## WHAT IS BEING ASKED
Extract everything from the line containing "jacket, your assistance would be valued." down to the line containing "M 78 268 L 120", including both of those lines, and omit the pictures from your answer.

## LISTED ENTRIES
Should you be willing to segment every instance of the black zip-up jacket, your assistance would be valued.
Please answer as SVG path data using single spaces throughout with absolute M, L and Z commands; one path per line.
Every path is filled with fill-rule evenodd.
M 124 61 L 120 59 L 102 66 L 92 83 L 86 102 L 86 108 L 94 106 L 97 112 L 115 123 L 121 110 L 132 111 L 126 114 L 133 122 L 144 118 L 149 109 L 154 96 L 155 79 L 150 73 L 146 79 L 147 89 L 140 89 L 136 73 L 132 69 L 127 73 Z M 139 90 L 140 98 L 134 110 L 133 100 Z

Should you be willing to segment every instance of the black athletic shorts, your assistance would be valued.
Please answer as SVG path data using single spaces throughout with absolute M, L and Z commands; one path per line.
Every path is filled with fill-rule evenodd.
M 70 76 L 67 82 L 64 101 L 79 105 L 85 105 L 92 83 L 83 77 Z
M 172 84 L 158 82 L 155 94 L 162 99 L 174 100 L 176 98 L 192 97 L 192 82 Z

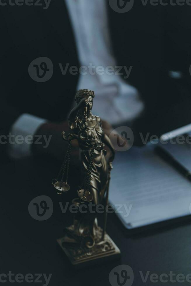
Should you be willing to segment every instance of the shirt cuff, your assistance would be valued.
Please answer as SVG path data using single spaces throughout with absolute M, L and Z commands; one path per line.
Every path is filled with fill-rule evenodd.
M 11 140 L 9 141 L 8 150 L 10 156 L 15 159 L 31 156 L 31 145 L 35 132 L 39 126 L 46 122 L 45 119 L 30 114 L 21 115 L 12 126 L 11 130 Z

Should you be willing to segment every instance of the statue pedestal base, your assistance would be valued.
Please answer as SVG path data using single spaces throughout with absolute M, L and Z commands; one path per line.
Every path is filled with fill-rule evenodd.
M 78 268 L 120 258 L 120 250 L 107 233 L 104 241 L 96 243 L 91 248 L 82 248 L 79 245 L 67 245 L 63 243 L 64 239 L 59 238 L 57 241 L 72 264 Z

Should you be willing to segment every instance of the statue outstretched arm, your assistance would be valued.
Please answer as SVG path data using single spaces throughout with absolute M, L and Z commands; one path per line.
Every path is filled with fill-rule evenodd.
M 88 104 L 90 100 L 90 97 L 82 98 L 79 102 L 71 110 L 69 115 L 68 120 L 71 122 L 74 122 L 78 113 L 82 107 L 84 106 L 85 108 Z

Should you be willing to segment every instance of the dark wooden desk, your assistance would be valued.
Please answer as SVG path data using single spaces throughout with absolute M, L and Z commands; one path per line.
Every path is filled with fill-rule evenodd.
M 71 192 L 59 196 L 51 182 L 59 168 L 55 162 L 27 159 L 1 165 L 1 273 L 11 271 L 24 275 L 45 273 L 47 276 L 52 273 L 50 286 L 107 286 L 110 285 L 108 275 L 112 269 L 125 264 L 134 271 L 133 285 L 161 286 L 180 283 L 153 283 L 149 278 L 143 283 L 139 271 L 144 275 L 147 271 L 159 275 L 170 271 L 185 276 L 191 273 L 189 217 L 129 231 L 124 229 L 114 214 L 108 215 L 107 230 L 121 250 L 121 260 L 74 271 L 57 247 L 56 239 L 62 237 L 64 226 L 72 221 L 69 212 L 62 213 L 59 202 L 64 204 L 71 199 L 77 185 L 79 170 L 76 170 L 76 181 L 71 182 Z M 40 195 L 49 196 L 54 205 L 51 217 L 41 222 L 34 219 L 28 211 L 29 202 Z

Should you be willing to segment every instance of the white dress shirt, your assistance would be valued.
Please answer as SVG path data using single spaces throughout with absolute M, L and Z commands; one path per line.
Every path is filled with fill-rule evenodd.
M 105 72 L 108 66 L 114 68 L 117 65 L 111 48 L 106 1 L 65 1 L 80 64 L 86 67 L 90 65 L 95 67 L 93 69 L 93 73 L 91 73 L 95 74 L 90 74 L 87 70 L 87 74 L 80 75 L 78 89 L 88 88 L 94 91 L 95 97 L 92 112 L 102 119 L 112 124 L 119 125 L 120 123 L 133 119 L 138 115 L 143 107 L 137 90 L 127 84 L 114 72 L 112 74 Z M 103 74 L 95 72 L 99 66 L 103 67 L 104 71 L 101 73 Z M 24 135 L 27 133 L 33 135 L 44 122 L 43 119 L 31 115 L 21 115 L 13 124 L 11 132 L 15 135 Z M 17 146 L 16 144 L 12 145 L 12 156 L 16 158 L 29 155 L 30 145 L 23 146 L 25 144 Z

==

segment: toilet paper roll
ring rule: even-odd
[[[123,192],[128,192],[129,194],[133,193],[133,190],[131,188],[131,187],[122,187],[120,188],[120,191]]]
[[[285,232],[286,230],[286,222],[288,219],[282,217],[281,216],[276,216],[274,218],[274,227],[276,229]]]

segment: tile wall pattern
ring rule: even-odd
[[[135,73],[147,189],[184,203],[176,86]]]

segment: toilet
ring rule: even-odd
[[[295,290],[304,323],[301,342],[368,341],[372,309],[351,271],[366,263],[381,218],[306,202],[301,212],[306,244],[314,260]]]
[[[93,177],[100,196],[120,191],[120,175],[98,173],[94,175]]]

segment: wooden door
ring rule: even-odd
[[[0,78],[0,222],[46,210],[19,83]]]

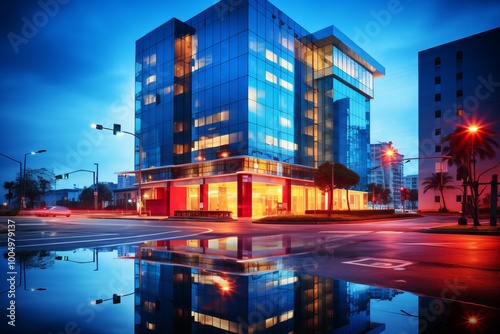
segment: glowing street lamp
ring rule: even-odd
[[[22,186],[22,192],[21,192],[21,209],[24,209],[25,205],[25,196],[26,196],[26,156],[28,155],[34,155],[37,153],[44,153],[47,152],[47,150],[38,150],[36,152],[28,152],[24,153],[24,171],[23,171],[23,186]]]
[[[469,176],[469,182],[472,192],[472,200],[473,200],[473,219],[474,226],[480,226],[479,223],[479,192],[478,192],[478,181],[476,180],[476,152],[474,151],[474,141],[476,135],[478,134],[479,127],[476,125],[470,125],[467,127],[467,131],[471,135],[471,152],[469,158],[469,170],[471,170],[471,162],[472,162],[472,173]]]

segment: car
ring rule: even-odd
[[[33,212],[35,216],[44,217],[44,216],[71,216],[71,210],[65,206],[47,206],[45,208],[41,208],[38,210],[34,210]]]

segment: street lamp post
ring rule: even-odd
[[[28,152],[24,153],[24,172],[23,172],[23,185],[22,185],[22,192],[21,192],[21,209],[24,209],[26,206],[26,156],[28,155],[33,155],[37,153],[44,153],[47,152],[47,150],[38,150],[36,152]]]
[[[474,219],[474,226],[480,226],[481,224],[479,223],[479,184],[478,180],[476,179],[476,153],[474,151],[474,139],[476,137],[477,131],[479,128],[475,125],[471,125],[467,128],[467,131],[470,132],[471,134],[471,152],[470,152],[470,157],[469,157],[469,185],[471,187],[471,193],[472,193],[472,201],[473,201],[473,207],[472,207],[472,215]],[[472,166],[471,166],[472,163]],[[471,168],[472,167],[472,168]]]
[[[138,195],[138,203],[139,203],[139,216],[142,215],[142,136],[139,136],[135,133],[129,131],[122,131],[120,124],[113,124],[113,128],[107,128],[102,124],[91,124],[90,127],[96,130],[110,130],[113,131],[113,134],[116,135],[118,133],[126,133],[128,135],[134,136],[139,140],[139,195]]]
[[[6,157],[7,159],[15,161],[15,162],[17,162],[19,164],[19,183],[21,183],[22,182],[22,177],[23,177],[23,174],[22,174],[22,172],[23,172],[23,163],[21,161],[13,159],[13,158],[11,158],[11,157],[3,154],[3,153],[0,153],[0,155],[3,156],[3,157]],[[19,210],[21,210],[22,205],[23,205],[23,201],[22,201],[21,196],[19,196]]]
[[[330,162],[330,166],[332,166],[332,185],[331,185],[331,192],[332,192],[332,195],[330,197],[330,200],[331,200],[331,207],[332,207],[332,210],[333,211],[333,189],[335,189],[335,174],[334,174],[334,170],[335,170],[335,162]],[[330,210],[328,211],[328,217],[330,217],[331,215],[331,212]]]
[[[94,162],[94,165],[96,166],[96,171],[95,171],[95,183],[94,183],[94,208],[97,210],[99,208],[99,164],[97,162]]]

--

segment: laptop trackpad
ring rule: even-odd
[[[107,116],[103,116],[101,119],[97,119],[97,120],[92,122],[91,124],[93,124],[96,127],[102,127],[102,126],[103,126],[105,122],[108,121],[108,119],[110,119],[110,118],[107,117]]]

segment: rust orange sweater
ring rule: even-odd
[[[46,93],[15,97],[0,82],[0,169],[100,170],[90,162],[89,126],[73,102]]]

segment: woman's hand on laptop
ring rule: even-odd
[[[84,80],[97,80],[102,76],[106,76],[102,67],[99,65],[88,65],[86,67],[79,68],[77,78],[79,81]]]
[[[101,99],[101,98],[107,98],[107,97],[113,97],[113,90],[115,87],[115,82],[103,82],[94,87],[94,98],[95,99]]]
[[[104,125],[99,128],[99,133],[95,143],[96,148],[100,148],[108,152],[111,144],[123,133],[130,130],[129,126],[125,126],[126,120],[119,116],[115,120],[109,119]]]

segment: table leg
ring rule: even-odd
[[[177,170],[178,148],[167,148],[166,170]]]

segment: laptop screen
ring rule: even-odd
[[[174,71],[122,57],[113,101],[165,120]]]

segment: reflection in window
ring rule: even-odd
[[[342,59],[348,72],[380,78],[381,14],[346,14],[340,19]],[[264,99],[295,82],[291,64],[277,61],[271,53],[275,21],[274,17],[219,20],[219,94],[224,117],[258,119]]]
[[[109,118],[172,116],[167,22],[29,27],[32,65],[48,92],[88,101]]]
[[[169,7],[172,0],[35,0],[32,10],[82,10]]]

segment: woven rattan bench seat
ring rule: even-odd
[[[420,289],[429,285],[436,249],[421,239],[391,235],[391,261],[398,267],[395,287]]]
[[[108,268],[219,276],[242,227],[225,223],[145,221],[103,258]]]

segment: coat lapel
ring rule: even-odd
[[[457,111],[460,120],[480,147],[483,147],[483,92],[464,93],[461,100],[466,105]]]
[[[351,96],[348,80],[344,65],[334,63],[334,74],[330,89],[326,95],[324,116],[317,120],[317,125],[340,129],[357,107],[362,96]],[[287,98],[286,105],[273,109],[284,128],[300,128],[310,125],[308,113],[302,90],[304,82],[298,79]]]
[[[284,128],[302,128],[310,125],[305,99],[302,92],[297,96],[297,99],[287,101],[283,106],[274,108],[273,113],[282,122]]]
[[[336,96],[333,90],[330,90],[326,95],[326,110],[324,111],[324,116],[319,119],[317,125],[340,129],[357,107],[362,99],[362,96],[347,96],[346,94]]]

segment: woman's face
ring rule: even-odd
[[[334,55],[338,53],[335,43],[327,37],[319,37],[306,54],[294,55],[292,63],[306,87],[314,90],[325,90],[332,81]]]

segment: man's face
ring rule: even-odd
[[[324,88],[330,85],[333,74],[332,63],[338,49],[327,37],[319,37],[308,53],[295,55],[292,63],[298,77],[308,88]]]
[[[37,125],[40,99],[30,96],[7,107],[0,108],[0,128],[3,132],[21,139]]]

## FINISHED EXERCISE
Should you be willing to segment every instance of the black zip-up jacket, your assistance would be valued.
Please answer as SVG path data using single spaces throughout with absolute M, L and Z commands; one path per line.
Every path is filled with fill-rule evenodd.
M 124 61 L 120 59 L 102 66 L 92 83 L 86 102 L 86 108 L 94 106 L 97 112 L 115 123 L 121 110 L 132 111 L 126 114 L 133 122 L 144 118 L 149 109 L 154 96 L 155 79 L 150 73 L 146 79 L 147 89 L 140 89 L 136 73 L 132 69 L 127 73 Z M 139 90 L 140 98 L 134 110 L 133 100 Z

Should you be willing to segment every instance of the black athletic shorts, your assistance would be valued.
Please answer as SVG path data using single spaces throughout with absolute M, L and Z commands; one path per line.
Every path is filled with fill-rule evenodd.
M 70 76 L 67 82 L 64 101 L 79 105 L 85 105 L 92 83 L 83 77 Z
M 172 84 L 158 82 L 155 94 L 162 99 L 174 100 L 176 98 L 192 97 L 192 82 Z

Should you be willing to segment every instance of the shirt cuff, your assistance would be valued.
Please answer as SVG path data using single spaces throughout with absolute M, L and Z commands; one path per line.
Every path is filled with fill-rule evenodd.
M 11 140 L 9 141 L 8 150 L 10 156 L 15 159 L 31 156 L 31 145 L 35 132 L 39 126 L 46 122 L 45 119 L 30 114 L 21 115 L 12 126 L 11 130 Z

Should you be willing to segment every instance of the statue pedestal base, your assistance would be valued.
Please answer as SVG path data using single spaces throughout with absolute M, L and Z commands; one path per line.
Every path is filled with fill-rule evenodd.
M 78 268 L 120 258 L 120 250 L 107 233 L 104 241 L 96 243 L 91 248 L 82 248 L 79 245 L 67 245 L 63 243 L 64 239 L 59 238 L 57 241 L 72 264 Z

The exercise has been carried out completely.